* **TASK TO CARRY OUT**
Reproduce the listing below word for word, but leave out the picture.

--- MATERIAL ---

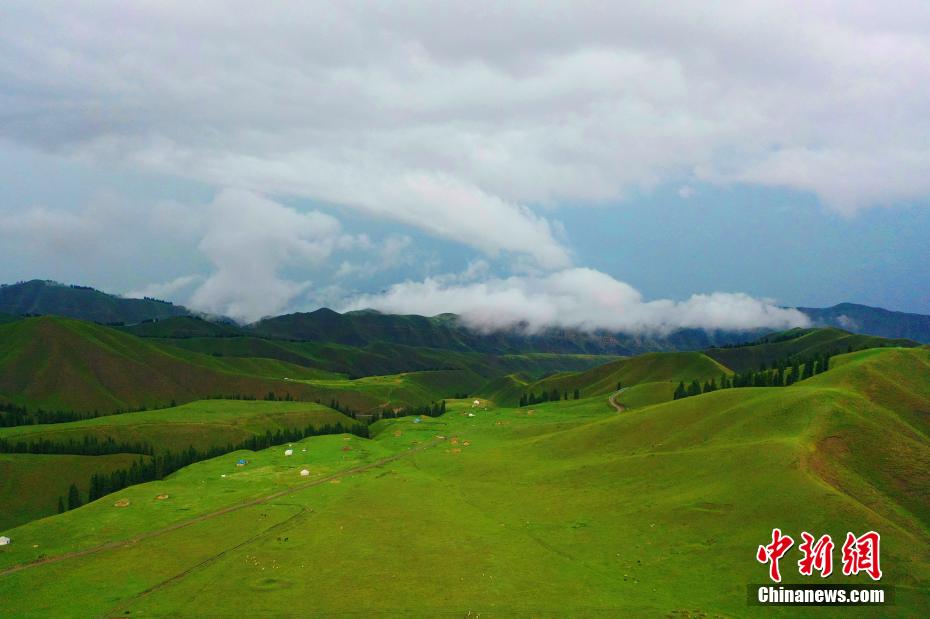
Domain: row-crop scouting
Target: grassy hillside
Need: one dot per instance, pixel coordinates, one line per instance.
(872, 320)
(30, 484)
(382, 358)
(52, 298)
(64, 364)
(797, 342)
(202, 425)
(183, 327)
(667, 368)
(566, 509)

---

* **TASK RESULT**
Domain: row-crop scouting
Target: grassy hillside
Need: one dot per instance, pixel coordinates, one line per instance.
(872, 320)
(30, 484)
(382, 358)
(52, 298)
(64, 364)
(797, 342)
(202, 425)
(183, 327)
(667, 368)
(566, 509)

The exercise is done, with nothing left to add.